Records from a data collection
================================

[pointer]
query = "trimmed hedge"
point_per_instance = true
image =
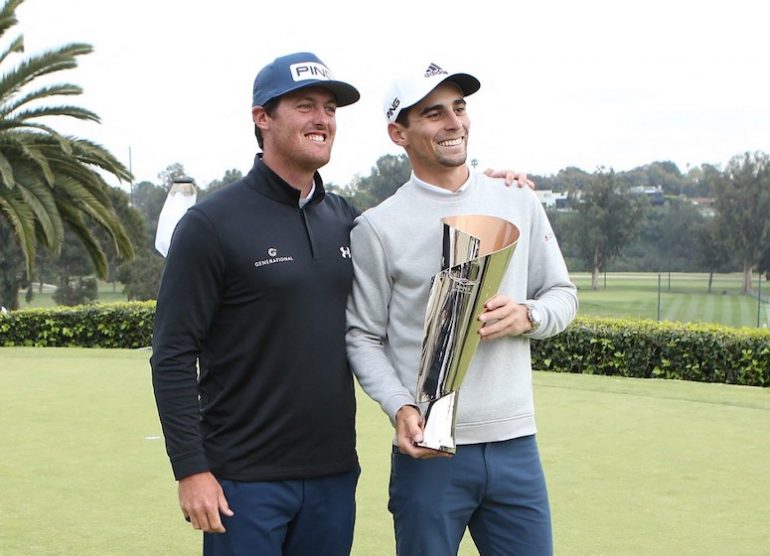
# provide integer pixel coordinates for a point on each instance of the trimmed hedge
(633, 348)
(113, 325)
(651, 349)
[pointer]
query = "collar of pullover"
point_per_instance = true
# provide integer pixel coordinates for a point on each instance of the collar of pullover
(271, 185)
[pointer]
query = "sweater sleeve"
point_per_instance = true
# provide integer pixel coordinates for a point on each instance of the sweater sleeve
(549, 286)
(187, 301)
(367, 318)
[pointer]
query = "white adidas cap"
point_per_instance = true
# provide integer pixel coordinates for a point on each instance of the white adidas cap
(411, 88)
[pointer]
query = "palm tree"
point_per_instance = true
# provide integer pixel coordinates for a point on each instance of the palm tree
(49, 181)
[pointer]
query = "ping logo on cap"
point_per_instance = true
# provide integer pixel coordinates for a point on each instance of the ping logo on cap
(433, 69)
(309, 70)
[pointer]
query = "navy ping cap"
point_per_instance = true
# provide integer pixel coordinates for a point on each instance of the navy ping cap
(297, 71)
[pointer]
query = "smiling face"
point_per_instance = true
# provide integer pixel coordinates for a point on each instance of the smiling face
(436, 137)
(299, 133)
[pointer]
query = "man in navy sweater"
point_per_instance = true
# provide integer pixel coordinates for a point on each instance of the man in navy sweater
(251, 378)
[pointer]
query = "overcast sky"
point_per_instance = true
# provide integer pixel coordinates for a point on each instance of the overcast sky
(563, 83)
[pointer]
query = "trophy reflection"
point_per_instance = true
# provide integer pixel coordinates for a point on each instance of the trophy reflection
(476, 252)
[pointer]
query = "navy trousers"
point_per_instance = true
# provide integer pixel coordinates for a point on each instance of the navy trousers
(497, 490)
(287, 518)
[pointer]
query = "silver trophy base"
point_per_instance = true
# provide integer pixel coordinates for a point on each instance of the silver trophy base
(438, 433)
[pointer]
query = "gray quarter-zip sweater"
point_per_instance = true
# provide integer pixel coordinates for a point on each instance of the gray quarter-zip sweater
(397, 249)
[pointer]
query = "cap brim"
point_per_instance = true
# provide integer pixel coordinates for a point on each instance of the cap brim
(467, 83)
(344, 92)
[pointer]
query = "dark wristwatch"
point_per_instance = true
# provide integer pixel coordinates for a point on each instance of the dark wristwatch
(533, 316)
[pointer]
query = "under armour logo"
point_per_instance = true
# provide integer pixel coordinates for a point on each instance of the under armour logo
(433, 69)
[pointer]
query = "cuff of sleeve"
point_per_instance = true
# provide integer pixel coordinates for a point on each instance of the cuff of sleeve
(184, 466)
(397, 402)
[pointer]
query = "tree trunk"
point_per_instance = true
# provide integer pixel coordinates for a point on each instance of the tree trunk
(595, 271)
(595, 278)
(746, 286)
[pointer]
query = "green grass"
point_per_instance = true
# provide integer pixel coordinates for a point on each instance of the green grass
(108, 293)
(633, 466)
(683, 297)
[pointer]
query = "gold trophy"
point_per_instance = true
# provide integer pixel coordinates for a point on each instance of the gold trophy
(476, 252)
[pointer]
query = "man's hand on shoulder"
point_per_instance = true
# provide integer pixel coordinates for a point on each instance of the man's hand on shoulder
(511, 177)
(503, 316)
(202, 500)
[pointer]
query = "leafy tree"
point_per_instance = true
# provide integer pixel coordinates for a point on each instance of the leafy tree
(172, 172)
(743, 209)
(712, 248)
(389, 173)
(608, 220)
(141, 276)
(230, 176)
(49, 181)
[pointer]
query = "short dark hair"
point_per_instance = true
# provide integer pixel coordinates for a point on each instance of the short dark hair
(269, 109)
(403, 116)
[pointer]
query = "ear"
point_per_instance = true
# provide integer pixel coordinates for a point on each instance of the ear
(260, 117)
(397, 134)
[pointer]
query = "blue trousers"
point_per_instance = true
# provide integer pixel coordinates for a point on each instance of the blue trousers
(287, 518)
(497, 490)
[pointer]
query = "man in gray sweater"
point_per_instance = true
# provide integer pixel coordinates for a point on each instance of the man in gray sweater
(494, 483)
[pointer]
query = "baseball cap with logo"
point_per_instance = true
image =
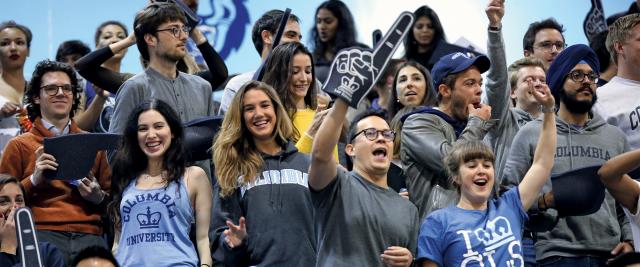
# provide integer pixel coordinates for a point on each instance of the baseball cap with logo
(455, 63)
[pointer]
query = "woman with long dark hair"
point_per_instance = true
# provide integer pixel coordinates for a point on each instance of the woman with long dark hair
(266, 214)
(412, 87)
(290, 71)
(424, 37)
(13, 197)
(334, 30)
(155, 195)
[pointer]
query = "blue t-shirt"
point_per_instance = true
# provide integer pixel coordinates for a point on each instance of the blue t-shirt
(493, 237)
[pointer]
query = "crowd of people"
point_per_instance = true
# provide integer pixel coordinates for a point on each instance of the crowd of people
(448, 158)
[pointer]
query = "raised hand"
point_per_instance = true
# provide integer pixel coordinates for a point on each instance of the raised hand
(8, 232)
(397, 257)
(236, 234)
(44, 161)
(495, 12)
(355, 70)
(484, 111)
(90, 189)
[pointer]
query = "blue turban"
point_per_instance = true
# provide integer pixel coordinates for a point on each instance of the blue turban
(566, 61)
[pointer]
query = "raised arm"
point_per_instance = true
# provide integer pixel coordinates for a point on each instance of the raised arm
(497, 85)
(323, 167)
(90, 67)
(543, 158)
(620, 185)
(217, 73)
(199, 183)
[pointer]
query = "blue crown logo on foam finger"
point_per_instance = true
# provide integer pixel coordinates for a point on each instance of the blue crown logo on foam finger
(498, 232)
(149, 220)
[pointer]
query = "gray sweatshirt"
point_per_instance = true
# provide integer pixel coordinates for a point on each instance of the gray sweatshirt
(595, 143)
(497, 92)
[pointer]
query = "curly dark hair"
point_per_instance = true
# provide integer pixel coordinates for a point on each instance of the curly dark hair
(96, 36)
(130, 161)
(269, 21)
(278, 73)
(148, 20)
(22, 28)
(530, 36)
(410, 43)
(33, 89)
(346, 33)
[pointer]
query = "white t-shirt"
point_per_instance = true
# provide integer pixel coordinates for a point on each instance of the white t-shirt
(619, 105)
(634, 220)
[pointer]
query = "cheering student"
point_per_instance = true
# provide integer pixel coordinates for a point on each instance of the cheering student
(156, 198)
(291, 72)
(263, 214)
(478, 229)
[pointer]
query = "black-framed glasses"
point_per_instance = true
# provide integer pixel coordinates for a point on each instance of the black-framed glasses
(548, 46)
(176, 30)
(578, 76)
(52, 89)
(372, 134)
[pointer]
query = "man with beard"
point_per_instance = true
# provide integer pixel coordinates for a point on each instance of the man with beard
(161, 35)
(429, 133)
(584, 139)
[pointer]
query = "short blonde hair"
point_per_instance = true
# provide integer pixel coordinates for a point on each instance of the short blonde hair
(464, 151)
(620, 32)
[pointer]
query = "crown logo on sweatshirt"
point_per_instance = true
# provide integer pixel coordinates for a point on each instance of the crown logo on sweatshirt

================================

What the task requires
Set down every entry above verbatim, without pictures.

Solution
[pointer]
query = "trimmed hedge"
point_per_instance = true
image =
# provide integer pixel coordinates for a point on each instance of the trimmed hedge
(633, 348)
(113, 325)
(651, 349)
[pointer]
query = "collar of pullover"
point_per_instance = true
# provide integer pixel coordinates for a point on each instance of the collar of pullover
(271, 185)
[pointer]
query = "sweater sleeve"
point_per_instance = true
# provide integer pixel coordinates for a point on each instance of the sweater sleeve
(549, 286)
(187, 301)
(367, 318)
[pointer]
query = "white adidas cap"
point_per_instance = true
# provide integer pixel coordinates for a point on each instance of the white adidas cap
(411, 88)
[pointer]
query = "palm tree"
point_per_instance = true
# provide integer pixel coordinates for a point on each instance of the palm tree
(49, 181)
[pointer]
query = "ping logo on cap"
point_per_instance = true
# provide integer pixel coordinates for a point on each instance of the ping logo on cap
(433, 69)
(309, 70)
[pointer]
query = "navy ping cap"
point_per_instance = true
# provide integer pixel coordinates for a point on each instance of the navy ping cap
(297, 71)
[pointer]
query = "smiling face"
point_per_instance = true
# provide integer pixel coordinates for a point on each instance of the smiling face
(436, 137)
(299, 133)
[pointer]
query = "man in navy sweater"
point_per_instance = true
# provide integer pixel coordinates for a point on each instance of the man in navy sweater
(251, 378)
[pointer]
query = "overcast sky"
point_per_instance = true
# provide integer pixel coordinates for a point on each instance of the overcast sky
(563, 83)
[pointer]
query = "trophy reflection"
point_per_instance = true
# provide integer pixel coordinates for a point on each instance of the trophy reflection
(476, 252)
[pointer]
query = "navy trousers"
point_per_instance = true
# provide integer pixel coordinates for a point on each instance of the navy trousers
(497, 490)
(287, 518)
[pointer]
query = "silver trophy base"
point_per_instance = true
# provide integer pixel coordinates for a point on each instance of the silver trophy base
(438, 433)
[pointer]
query = "gray quarter-zip sweater"
point_per_instance = true
# provide integer pixel coordinates for a point on each instance of the gray quarter-zip sweater
(397, 249)
[pointer]
query = "cap brim"
point_per_instance = true
# provide integer pixel coordinates for a point on each instance of the cap brim
(467, 83)
(344, 92)
[pointer]
query = "dark wristwatch"
point_per_instance = true
# provide integer pixel coordinates for a point on each instance of the dark wristwatch
(533, 316)
[pointer]
query = "under armour logo"
point_per_instance = true
# provide integer pixel coordinates for a point on each instance of the under armour logo
(433, 69)
[pointer]
query = "cuff of sleeve"
point_per_instance = true
# provide integer pixel coordinates for a point on each instance of the cuff of sleeve
(184, 466)
(397, 402)
[pointer]
query = "tree trunk"
point_per_instance = true
# provide integer pixel coordinates for a point on each instance of the tree trunk
(595, 271)
(595, 278)
(746, 286)
[pointer]
query = "green grass"
point_per_instance = true
# provide integer pixel coordinates for a point on each instance of the green grass
(108, 293)
(633, 466)
(683, 297)
[pointer]
query = "gold trophy"
point_per_instance = true
# provide integer pixel coordinates for a point on each instance of the gold trophy
(476, 252)
[pointer]
query = "man's hand on shoulder"
point_per_instance = true
# provide integer pixel coordinates for a point on each instance of the man's hand on shoulder
(511, 177)
(503, 316)
(202, 500)
[pointer]
query = "leafy tree"
point_per_instance = true
# provide integer pixel coordinates for a point on each instance of the leafy tree
(172, 172)
(743, 209)
(712, 248)
(389, 173)
(608, 220)
(141, 276)
(230, 176)
(49, 181)
[pointer]
query = "short dark hair"
point_per_instance = true
# provide integer pixel coordinates for a point on each instance of the short dark hair
(269, 109)
(403, 116)
[pointer]
query = "ear"
point_per_instance = true
# provide integer pixel coordinates for a point on each instance of the ear
(260, 117)
(397, 134)
[pointer]
query = "blue trousers"
point_per_instance = true
# provide integer pixel coordinates for a point on each instance of the blue trousers
(287, 518)
(497, 490)
[pointer]
query = "man in gray sweater"
point_per_instance = true
# provide integer pixel coordinates for a point on each instance of the man in gray sweater
(494, 483)
[pointer]
query = "baseball cap with logo"
point_per_instance = true
image =
# provide integer pixel coordinates for a point on each instance of the baseball cap with logo
(455, 63)
[pointer]
query = "woman with long dark hair"
point_per_instance = true
# provide integer pixel coordinates for a point on each instance of the woman with long dark hair
(266, 214)
(412, 87)
(290, 71)
(424, 37)
(13, 197)
(334, 30)
(155, 195)
[pointer]
query = "blue t-shirt"
point_per_instance = true
# provide integer pixel coordinates for a point on each instance of the blue t-shirt
(493, 237)
[pointer]
query = "crowd of people"
point_per_instance = true
# provide integer pixel coordinates for a point on each instance of the crowd of people
(448, 158)
[pointer]
query = "raised hand"
point_per_instance = true
# provide integer pixel coordinates for a point on each instance of the raised hand
(8, 232)
(397, 257)
(236, 234)
(44, 161)
(495, 12)
(355, 70)
(484, 111)
(90, 189)
[pointer]
query = "blue turban"
point_per_instance = true
# provide integer pixel coordinates for a point on each instance of the blue turban
(566, 61)
[pointer]
query = "raised arm"
point_per_instance = true
# provide integer pixel coordinates for a point on each instance of the raised arm
(497, 85)
(323, 167)
(90, 67)
(543, 158)
(620, 185)
(217, 73)
(199, 183)
[pointer]
query = "blue crown logo on foam finger"
point_per_instance = true
# provide integer pixel coordinates for a point on each instance of the blue crown logo on foam finger
(498, 232)
(149, 220)
[pointer]
query = "gray sweatshirt"
point_per_instance = true
# provide integer pixel coordinates for a point on each instance of the gray sweatshirt
(595, 143)
(497, 92)
[pointer]
query = "curly dark hair"
point_per_instance = true
# provide integer pixel coordinates for a point on each instance of the curly dark hair
(96, 36)
(130, 161)
(269, 21)
(278, 73)
(148, 20)
(22, 28)
(530, 36)
(410, 43)
(33, 89)
(346, 33)
[pointer]
query = "white t-shirt"
point_per_instance = true
# provide integer pixel coordinates for a point on each instance of the white t-shirt
(619, 105)
(634, 220)
[pointer]
query = "cheering student"
point_per_instance = true
# provide integer pixel coordinates for a point on each instance of the cheering student
(156, 198)
(291, 72)
(263, 214)
(478, 229)
[pointer]
query = "black-framed glasses"
point_per_instance = true
# provide integer pixel coordinates for a point on each instance of the black-framed glasses
(548, 46)
(176, 30)
(578, 76)
(52, 89)
(372, 134)
[pointer]
query = "man with beard"
point_per_instance = true
# provide integer pixel coordinates for a point on each instance of the man with beard
(161, 35)
(429, 133)
(584, 139)
[pointer]
query = "short blonde hair"
point_per_instance = true
# provide integer pixel coordinates for a point on each instance of the short blonde hair
(464, 151)
(620, 32)
[pointer]
query = "crown logo on sweatshirt"
point_per_instance = true
# provide integer pixel coordinates for a point on each instance of the crown logo on sweatshirt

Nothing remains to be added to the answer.